[Texte à lire]
******
01/06/21

La location de biens immobiliers par les pouvoirs publics soumise à l’obligation de mise en concurrence?

Dans un arrêt très récent (22 avril 2021, C-537/19), la Cour de Justice s'est prononcée (une fois de plus) sur les contours dans lesquels la conclusion d'un contrat de bail d'un bâtiment à construire par une autorité soumise à l'obligation de mise en concurrence peut être qualifiée de marché public (de travaux). Dans son arrêt, la Cour a nuancé sa jurisprudence antérieure en la matière, d'une manière particulièrement pertinente pour la pratique belge en matière d’adjudication et de bail.

1. La location de bâtiments existants et d'autres biens immobiliers par un pouvoir adjudicateur, quelles que soient les conditions financières, ne relève pas du champ d'application de la législation (européenne) sur les marchés publics. Une question plus difficile est celle de la location de bâtiments et autres ouvrages qui ne sont pas encore construits. Ces contrats sont souvent accompagnés d'une consultation du marché (recherche de projets appropriés) et donnent au pouvoir adjudicateur un droit de regard plus large sur la manière dont le bâtiment est construit et aménagé.
******
Entrées de la collection
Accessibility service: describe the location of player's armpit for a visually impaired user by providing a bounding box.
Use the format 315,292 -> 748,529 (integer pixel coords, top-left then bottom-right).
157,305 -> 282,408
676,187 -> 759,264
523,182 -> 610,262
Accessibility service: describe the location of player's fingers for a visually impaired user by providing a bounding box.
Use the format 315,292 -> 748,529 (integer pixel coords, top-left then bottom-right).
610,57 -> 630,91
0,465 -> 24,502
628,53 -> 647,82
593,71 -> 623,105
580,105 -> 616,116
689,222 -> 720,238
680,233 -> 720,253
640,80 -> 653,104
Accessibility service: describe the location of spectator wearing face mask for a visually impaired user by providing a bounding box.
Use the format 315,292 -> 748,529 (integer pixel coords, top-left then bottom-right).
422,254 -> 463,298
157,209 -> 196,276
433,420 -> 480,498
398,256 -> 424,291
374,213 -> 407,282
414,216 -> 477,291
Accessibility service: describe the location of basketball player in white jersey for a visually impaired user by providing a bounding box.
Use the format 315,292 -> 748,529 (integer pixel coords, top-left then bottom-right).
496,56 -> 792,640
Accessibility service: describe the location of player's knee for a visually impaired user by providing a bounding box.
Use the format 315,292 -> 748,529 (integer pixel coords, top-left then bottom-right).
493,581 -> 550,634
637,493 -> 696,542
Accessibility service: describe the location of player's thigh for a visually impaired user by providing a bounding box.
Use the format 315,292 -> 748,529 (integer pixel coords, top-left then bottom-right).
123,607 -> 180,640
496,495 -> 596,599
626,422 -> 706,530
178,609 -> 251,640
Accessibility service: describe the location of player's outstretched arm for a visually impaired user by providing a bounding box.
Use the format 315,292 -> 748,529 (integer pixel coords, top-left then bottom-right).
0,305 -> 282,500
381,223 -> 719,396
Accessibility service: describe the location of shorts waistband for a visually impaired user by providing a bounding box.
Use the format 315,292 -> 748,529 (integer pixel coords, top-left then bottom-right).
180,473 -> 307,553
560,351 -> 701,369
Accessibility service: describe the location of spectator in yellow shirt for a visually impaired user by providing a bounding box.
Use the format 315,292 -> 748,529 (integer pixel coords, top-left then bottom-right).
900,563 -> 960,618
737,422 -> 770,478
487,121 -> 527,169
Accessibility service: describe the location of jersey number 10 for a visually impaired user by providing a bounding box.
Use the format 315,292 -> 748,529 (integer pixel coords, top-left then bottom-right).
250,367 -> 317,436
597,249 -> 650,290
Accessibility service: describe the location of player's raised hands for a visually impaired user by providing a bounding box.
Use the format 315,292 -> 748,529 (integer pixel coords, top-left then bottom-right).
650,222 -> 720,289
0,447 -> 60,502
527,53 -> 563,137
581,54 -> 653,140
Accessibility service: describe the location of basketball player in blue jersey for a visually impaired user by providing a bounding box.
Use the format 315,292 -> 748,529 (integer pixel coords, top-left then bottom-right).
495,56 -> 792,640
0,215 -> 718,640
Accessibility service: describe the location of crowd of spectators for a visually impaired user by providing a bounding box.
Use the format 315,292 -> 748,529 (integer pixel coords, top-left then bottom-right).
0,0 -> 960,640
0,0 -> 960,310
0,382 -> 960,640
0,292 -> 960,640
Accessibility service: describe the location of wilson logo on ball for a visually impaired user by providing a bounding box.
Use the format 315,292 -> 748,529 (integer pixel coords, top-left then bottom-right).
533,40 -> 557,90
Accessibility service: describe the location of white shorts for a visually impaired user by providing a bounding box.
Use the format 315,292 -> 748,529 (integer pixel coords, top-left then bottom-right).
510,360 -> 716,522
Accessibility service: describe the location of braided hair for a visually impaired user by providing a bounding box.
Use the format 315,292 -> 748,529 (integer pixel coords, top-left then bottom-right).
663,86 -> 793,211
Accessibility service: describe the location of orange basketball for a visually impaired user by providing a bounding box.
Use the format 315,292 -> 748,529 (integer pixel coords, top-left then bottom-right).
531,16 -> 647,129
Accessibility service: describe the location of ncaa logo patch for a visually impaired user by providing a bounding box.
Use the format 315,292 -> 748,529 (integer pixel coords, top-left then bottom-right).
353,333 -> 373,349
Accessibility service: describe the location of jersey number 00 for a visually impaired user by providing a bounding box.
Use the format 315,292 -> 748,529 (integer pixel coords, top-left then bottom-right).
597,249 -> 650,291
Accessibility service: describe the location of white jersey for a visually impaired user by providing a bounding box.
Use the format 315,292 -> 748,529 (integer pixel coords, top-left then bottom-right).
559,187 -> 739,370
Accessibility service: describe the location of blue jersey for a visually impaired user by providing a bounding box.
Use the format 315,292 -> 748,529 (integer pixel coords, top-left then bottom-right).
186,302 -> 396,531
******
[Travail à effectuer]
a. Résumez en deux phrases le texte consacré à la location de biens immobiliers par les pouvoirs publics.
b. Selon le texte consacré à la location de biens immobiliers par les pouvoirs publics, en quoi la location d'ouvrages non encore construits se distingue-t-elle de celle de bâtiments existants ? Répondez en deux phrases au plus.

[Résultats attendus]
a. Dans un arrêt du 22 avril 2021 (C-537/19), la Cour de Justice s'est prononcée sur les conditions dans lesquelles le bail d'un bâtiment à construire, conclu par une autorité soumise à l'obligation de mise en concurrence, peut être qualifié de marché public de travaux, et elle a ainsi nuancé sa jurisprudence antérieure. La location de bâtiments existants échappe à la législation européenne sur les marchés publics, tandis que celle d'ouvrages non encore construits soulève une question plus difficile, car ces contrats s'accompagnent souvent d'une consultation du marché et confèrent au pouvoir adjudicateur un droit de regard plus large sur la construction et l'aménagement.

b. La location de bâtiments existants ne relève pas de la législation européenne sur les marchés publics, quelles que soient les conditions financières. Celle d'ouvrages non encore construits s'accompagne souvent d'une consultation du marché pour rechercher des projets appropriés, et elle donne au pouvoir adjudicateur un droit de regard plus large sur la manière dont le bâtiment est construit et aménagé.